## Source data
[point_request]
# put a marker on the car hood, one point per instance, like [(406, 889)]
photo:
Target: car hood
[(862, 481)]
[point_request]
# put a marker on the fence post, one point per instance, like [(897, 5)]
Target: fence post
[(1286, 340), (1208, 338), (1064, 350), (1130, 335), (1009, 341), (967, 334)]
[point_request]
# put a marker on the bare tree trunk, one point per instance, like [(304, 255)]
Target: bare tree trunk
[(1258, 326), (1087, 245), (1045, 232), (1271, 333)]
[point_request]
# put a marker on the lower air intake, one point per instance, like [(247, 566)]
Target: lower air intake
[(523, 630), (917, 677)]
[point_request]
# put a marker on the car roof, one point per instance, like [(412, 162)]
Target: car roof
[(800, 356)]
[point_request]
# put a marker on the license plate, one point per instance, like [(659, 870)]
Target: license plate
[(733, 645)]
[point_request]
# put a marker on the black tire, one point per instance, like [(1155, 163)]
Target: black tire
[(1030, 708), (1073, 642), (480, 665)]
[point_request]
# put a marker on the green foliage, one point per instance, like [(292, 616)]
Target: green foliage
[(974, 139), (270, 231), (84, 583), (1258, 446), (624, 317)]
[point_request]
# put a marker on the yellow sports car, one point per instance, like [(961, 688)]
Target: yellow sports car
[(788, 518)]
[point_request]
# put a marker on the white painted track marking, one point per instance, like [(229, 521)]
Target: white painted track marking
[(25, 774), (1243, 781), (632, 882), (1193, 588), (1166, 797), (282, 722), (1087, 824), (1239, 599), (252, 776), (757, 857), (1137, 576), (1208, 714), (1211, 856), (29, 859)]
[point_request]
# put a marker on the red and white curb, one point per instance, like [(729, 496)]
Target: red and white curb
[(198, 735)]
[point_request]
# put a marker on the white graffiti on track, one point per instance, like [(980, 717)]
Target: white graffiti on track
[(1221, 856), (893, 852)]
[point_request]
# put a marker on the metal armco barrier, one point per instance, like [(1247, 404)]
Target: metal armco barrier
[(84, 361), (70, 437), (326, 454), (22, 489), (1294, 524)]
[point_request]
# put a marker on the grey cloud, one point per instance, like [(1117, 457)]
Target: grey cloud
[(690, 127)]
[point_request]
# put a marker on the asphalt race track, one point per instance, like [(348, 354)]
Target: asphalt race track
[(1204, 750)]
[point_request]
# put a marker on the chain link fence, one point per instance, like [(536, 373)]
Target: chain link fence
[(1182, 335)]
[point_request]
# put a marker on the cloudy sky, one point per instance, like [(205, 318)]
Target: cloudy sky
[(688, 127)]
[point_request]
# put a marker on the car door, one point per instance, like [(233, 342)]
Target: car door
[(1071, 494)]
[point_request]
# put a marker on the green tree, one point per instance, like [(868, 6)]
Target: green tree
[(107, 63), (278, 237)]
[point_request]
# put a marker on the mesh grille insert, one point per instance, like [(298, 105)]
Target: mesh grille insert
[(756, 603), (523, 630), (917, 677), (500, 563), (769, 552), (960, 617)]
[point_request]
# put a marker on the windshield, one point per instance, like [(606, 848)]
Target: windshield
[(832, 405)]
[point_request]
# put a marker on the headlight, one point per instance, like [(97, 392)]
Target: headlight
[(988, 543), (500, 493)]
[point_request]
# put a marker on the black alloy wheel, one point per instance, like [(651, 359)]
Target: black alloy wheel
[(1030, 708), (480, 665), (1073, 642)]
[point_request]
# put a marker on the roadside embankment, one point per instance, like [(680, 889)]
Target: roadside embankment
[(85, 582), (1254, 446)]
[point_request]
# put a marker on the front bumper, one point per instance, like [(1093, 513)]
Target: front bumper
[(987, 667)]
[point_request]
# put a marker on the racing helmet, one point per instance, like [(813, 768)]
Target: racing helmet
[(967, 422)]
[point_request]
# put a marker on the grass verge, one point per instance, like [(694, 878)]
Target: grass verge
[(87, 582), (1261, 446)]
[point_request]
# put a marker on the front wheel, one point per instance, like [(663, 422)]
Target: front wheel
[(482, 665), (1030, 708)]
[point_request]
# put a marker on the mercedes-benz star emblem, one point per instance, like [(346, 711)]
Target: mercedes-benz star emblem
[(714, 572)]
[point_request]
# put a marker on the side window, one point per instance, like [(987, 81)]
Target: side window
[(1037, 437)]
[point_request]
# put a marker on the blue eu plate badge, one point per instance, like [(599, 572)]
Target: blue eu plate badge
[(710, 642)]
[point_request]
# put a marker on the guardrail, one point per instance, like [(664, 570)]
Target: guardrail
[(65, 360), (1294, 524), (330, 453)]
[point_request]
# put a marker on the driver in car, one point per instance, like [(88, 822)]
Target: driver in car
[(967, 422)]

## Exercise
Copy out every item above again, word for word and line for line, with nothing changed.

## Reply
[point_request]
# put a marker on the car hood, one point per instance, like [(406, 889)]
photo:
Target: car hood
[(862, 481)]
[point_request]
# put a marker on the fence post, one point per instance, like [(897, 5)]
Target: fence post
[(1286, 340), (1208, 338), (1064, 350), (1130, 335), (1009, 341), (967, 334)]
[point_request]
# put a marker on the bare tree trunk, one point per instance, like [(304, 255)]
Target: bare tree trunk
[(1258, 326), (1087, 245), (1045, 232), (1271, 333)]
[point_request]
# put a marker on the lower air intake, one point per instance, like [(247, 566)]
Target: lower air intake
[(523, 630), (917, 677)]
[point_request]
# put a marker on the car roof, one point per instance, like [(412, 162)]
Target: car roof
[(800, 356)]
[point_request]
# put a marker on the license plate, one point per instance, like [(659, 870)]
Target: license plate
[(733, 645)]
[point_request]
# put a marker on the black tire, one point per instance, like [(1155, 163)]
Target: black tire
[(1030, 708), (1073, 642), (480, 665)]
[point_request]
# put a marker on the green foliage, one point per instance, like [(292, 616)]
Target: green foliage
[(974, 139), (270, 231), (84, 583), (1258, 446), (624, 317)]
[point_request]
# put a marker on the yellow sports car, one point per instance, like [(961, 688)]
Target: yellow sports car
[(788, 518)]
[point_request]
# put a marker on the white painted track marking, one point per instance, like [(229, 521)]
Target: white painted track marking
[(25, 774), (1243, 781), (632, 882), (1193, 588), (1166, 797), (282, 722), (1087, 824), (1239, 599), (252, 776), (757, 857), (1137, 576), (1208, 714), (1211, 856), (29, 859)]
[point_request]
# put a marker on the red and white curb, one point per instance, like [(729, 496)]
Target: red and white curb
[(198, 735)]
[point_request]
# put a marker on the white graffiti on track, one point per instance, like [(980, 717)]
Target: white graffiti on track
[(1221, 856), (893, 852)]
[point_request]
# put a marker on the metal armco barrier, one point per instance, like [(1247, 404)]
Target: metal armco barrier
[(84, 361), (70, 437), (326, 454), (22, 489), (1294, 524)]
[point_request]
# put a marker on the grey cloud, one point per instance, like [(1117, 457)]
Target: grey cloud
[(690, 127)]
[point_request]
# put a marker on the asphalt race track, one point per instance, like [(348, 354)]
Target: asphalt race track
[(1204, 750)]
[point_request]
# put a marker on the chain link fence, one point per instance, like [(536, 373)]
Target: chain link fence
[(1182, 335)]
[point_request]
# put a marker on the cloudy sky, one point per instance, like [(205, 318)]
Target: cloudy sky
[(688, 127)]
[point_request]
# put a marker on the car door, one point per instance, like [(233, 342)]
Target: car door
[(1071, 494)]
[point_request]
# put a marker on the green tree, one point per instance, like [(868, 6)]
Target: green tree
[(107, 63), (278, 237)]
[point_request]
# put a marker on the mesh grille insert, one point per instance, like [(298, 105)]
Target: mesh grille insert
[(756, 603), (523, 630), (917, 677), (500, 563), (769, 552), (960, 617)]
[point_request]
# put a marker on the windshield, one point per instance, like [(606, 848)]
Target: windshield
[(832, 405)]
[point_request]
# put a marker on the headlight, one point per instance, like [(97, 392)]
Target: headlight
[(988, 543), (500, 493)]
[point_request]
# put a marker on the black alloy wheel, one point per instance, like [(651, 359)]
Target: black alloy wheel
[(1030, 708), (480, 665), (1073, 642)]
[point_request]
# put a marker on the roadside embankment, one point per instance, like [(680, 889)]
Target: roadside embankment
[(85, 582), (1254, 446)]
[point_request]
# put a marker on the front bumper, one point per instance, like [(1093, 513)]
Target: front bumper
[(987, 667)]
[point_request]
# put a marker on the racing helmet, one point per instance, like [(813, 768)]
Target: racing helmet
[(967, 422)]
[point_request]
# put a marker on the grass verge, one point per instance, like [(694, 878)]
Target: grass verge
[(87, 582), (1261, 446)]
[point_request]
# put a marker on the front wheel, one point per instance, like [(663, 422)]
Target: front wheel
[(482, 665), (1030, 708)]
[point_request]
# put a marker on the mercedes-benz star emblem, one point per instance, like [(346, 711)]
Target: mercedes-benz star emblem
[(714, 572)]
[point_request]
# put a marker on the side window, one point per instance, like [(987, 81)]
Target: side window
[(1037, 437)]
[point_request]
# put a marker on the blue eu plate badge, one point per instance, like [(599, 572)]
Target: blue eu plate badge
[(710, 642)]
[point_request]
# put a marker on the guardrail, one point per instance, like [(664, 570)]
Target: guardrail
[(65, 360), (1294, 524), (330, 453)]
[point_request]
# put a marker on the driver in car, one point per instance, like [(88, 822)]
Target: driver in car
[(967, 422)]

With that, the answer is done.